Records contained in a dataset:
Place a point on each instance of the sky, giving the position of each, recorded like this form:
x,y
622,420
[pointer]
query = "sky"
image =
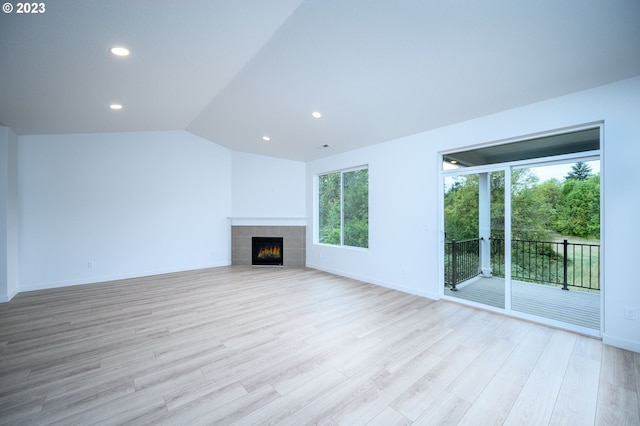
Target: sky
x,y
559,171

# DIRECTIONS:
When you give the entries again, keep them exact and omit any picture they contain.

# EXERCISE RESPONSE:
Place a point on each instance of the sky, giving the position of each, recorded like this form:
x,y
622,420
[pointer]
query = "sky"
image =
Target: sky
x,y
559,171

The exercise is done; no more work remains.